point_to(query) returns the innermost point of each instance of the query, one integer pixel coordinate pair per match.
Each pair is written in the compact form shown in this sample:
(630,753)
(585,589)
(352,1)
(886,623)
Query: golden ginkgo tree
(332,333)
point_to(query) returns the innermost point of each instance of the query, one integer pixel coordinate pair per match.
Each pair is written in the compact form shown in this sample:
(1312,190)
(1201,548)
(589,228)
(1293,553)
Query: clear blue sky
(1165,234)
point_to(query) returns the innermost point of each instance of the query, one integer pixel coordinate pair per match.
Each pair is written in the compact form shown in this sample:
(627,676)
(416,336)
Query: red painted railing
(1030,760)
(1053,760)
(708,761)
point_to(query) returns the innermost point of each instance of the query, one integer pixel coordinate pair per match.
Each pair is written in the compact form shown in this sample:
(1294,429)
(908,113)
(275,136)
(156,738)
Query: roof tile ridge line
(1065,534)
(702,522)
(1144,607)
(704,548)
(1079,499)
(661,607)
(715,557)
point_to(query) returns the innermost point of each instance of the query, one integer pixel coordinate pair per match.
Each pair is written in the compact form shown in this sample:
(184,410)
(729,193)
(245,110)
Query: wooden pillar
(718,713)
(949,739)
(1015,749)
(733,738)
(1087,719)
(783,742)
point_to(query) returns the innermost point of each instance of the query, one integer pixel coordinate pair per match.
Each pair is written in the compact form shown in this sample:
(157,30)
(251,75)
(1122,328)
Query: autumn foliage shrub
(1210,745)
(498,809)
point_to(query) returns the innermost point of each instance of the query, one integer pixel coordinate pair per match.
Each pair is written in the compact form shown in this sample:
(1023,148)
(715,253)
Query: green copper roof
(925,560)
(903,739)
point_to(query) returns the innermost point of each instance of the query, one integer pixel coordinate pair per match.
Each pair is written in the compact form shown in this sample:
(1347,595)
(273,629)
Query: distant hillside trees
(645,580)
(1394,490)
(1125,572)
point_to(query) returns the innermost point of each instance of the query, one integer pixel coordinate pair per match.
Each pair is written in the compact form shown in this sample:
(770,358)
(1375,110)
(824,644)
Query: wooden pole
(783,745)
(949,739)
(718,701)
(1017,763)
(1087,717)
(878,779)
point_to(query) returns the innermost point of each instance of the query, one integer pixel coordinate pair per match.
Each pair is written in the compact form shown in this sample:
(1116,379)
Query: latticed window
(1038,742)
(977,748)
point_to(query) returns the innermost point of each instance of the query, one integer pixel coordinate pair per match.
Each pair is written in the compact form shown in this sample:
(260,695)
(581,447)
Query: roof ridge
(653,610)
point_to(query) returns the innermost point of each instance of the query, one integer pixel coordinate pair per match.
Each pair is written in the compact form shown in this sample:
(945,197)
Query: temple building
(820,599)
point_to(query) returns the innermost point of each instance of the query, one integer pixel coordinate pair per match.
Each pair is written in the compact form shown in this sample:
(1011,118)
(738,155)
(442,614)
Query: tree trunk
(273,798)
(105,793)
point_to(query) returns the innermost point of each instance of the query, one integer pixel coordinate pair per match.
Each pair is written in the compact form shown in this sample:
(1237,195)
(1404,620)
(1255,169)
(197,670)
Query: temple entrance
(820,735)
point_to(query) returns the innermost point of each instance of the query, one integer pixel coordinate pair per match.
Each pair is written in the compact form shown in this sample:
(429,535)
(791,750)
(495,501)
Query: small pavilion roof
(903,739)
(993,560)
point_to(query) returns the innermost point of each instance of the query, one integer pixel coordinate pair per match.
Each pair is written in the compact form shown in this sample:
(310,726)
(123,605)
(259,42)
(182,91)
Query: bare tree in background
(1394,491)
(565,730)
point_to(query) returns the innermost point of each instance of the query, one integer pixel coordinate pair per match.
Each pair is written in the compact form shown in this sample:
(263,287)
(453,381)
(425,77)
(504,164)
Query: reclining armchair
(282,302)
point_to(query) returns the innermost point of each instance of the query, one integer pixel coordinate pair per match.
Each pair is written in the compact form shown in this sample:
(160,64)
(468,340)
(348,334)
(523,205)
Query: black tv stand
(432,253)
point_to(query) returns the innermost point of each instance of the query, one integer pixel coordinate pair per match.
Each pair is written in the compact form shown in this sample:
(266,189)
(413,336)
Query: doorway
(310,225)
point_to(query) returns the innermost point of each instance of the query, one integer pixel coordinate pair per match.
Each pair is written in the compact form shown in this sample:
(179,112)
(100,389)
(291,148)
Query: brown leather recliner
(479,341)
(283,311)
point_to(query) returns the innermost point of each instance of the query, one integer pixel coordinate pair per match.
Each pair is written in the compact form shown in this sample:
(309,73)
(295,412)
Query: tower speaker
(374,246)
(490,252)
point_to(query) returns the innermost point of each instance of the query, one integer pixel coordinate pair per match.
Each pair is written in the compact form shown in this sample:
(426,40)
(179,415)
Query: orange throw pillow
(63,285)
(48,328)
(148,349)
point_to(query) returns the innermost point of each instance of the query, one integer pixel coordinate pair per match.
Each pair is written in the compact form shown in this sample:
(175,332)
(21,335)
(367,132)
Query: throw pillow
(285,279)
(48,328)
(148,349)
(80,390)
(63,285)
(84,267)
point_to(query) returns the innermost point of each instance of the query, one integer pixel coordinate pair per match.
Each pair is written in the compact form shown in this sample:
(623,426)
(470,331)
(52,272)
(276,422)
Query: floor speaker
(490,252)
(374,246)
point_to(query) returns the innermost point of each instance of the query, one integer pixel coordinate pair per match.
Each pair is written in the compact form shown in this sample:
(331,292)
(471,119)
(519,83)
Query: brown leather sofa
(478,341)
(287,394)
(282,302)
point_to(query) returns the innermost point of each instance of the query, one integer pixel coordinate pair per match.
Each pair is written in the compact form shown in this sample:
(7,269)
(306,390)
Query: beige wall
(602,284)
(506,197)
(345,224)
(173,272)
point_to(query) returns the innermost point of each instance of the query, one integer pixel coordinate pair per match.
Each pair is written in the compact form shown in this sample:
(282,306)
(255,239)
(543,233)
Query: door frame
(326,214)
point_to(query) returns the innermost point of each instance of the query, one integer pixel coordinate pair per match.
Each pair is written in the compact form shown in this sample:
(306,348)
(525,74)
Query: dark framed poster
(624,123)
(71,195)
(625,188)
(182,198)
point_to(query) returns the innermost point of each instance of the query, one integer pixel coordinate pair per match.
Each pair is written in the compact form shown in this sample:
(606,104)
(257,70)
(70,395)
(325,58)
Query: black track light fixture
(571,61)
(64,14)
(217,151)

▶ WHAT NEEDS TO BE DONE
Above are some records. Print them all exactly.

▶ RESULT OF THIS TASK
point_to(query) returns the innermost point of each instance of the query, one integer pixel coordinate pair per match.
Each pair is written in the compact form shown in this sample:
(630,753)
(585,589)
(352,1)
(886,623)
Query: golden ginkgo tree
(332,333)
point_to(query) returns the innermost point of each instance of the query, one integer pixel coordinate pair per match.
Each pair is written in the compact form shown in this sample:
(1312,190)
(1201,548)
(589,228)
(1293,553)
Query: clear blue sky
(1165,234)
point_to(query) returns the innermost point of each instance of the query, one integer pixel coordinate pair per match.
Each pair is written in the compact form shown in this sample:
(627,676)
(416,336)
Query: red painted railing
(1030,760)
(1053,760)
(708,761)
point_to(query) returns the innermost point of each instance of the query, one integer pixel coordinate pair per match.
Each pair is written in the compact form shown in this sample:
(1294,429)
(908,113)
(275,136)
(156,738)
Query: roof tile ridge line
(1065,534)
(702,522)
(1144,607)
(704,548)
(1079,499)
(661,607)
(715,557)
point_to(query) returns the innermost point of each instance of the query, one integer pixel coordinate pair per match.
Each pair is written in the compact form shown in this sample:
(184,410)
(729,193)
(245,110)
Query: wooden pillar
(718,713)
(949,739)
(1015,749)
(733,738)
(1087,719)
(783,742)
point_to(query) returns the innermost point of each instance of the query, one integer pixel coordinate pair per match.
Each pair is written in the compact form shown in this sample:
(157,30)
(251,75)
(1122,328)
Query: autumn foliage shrub
(1210,745)
(498,809)
point_to(query) returns the innermost point of each instance of the query, one integer pixel coordinate pair per match.
Each pair is written in the compact form shown in this sample:
(1023,148)
(715,253)
Query: green copper roof
(925,560)
(903,739)
point_to(query) returns the innermost point of each instance of the query, one integer pixel coordinate pair per match.
Each pair is written in the compact form shown in this sample:
(1347,595)
(273,629)
Query: distant hillside trees
(645,580)
(1394,490)
(1125,572)
point_to(query) returns the innermost point of each instance of the query, one integer pixel coordinate pair per match.
Each pair is written in the compact form shown in this sample:
(770,358)
(1375,110)
(824,644)
Query: wooden pole
(783,745)
(949,739)
(718,701)
(1017,763)
(1087,717)
(878,779)
point_to(query) returns the innermost point of each instance of the query, one integer pixel coordinate pair per match.
Each pair is written in the compact form shown in this sample:
(1116,379)
Query: latticed window
(1038,742)
(977,748)
point_to(query) returns the innermost point of each instance of the query, one integer pixel coordinate pair per match.
Each pair is written in the compact form shown in this sample:
(260,695)
(581,447)
Query: roof ridge
(653,610)
point_to(query) returns the innermost point of each instance of the query, one integer pixel coordinate pair per match.
Each pair is written in the compact form shown in this sample:
(945,197)
Query: temple building
(820,599)
point_to(query) returns the innermost point of each instance of the query, one integer pixel coordinate pair per match.
Each pair is written in the compact form shown in this sample:
(1011,118)
(738,155)
(442,614)
Query: tree trunk
(273,798)
(105,793)
point_to(query) returns the innermost point of each instance of the query, one integer pixel coordinate pair per match.
Each pair is written in the compact form shown in this sample:
(1237,195)
(1404,620)
(1255,169)
(197,670)
Query: temple entrance
(820,735)
point_to(query) returns the innermost point of each instance of the query, one integer pixel coordinate pair per match.
Each pair is written in the compact form shown in this sample:
(429,535)
(791,750)
(495,501)
Query: small pavilion roof
(903,739)
(993,560)
point_to(query) returns the innermost point of each instance of the query, one integer pixel coordinate pair per match.
Each pair is written in the compact form shown in this sample:
(310,726)
(123,605)
(259,42)
(182,91)
Query: bare tree in background
(1394,491)
(565,730)
point_to(query) returns the innermost point of each instance of the query, one integer pixel coordinate pair per match.
Each pair is written in the compact form shown in this sample:
(263,287)
(453,381)
(425,77)
(504,164)
Query: reclining armchair
(282,302)
point_to(query) returns the innermost point of each instance of the query, one integer pixel coordinate pair per match.
Each pair is written in the compact form shown in this sample:
(160,64)
(468,340)
(348,334)
(523,205)
Query: black tv stand
(432,253)
point_to(query) returns the innermost point of each instance of the query, one integer pixel coordinate pair per match.
Each pair is written in the compact form shown in this sample:
(266,189)
(413,336)
Query: doorway
(310,225)
point_to(query) returns the innermost point of each instance of the query, one integer pixel coordinate pair per match.
Each pair is written in the compact form shown in this sample:
(179,112)
(100,389)
(291,148)
Query: brown leather recliner
(479,341)
(283,311)
point_to(query) returns the innermost point of each instance of the query, one integer pixel coordinate pair per match.
Each pair is written in the compact form shown in this sample:
(309,73)
(295,412)
Query: tower speaker
(374,246)
(490,252)
point_to(query) returns the innermost point of each instance of the query, one integer pixel coordinate pair per match.
Each pair is written in the compact form shown in this sample:
(426,40)
(179,415)
Query: orange throw pillow
(63,285)
(48,328)
(148,349)
point_to(query) returns the innermost point of each instance of the query, one integer pixel coordinate pair per match.
Each pair is written in the compact form shown in this sample:
(175,332)
(21,335)
(367,132)
Query: throw pillow
(285,279)
(48,328)
(148,349)
(80,390)
(63,285)
(84,267)
point_to(query) returns the innermost point of each instance of the query, one integer pixel coordinate pair per match.
Each pair is written in the compact form shown in this sample:
(623,426)
(470,331)
(52,272)
(276,422)
Query: floor speaker
(490,252)
(374,246)
point_to(query) returns the innermost point of each instance of the query, one integer pixel coordinate pair per match.
Each pair is written in the compact form shown in this sample:
(331,292)
(471,119)
(519,83)
Query: brown leather sofa
(478,341)
(287,394)
(282,302)
point_to(query) returns the innermost point of each instance of the query, one integer pixel coordinate pair per match.
Each pair is written in the compact form shown in this sample:
(7,269)
(306,390)
Query: beige wall
(602,284)
(506,197)
(345,224)
(173,272)
point_to(query) returns the innermost point of each instance of the query, one integer pixel coordinate pair per match.
Each pair is written in the compact form shown in this sample:
(282,306)
(255,239)
(543,233)
Query: door frame
(326,214)
point_to(query) returns the innermost point of each instance of the query, one integer pixel coordinate pair per match.
Each pair is written in the compact form shown in this sample:
(306,348)
(525,74)
Query: dark framed poster
(624,123)
(71,195)
(625,188)
(182,198)
point_to(query) returns the innermost point of each instance of the query, one integer pixel coordinate pair per match.
Each pair is written in the compact form shown in this sample:
(606,104)
(257,70)
(70,395)
(325,58)
Query: black track light fixture
(571,61)
(64,14)
(217,151)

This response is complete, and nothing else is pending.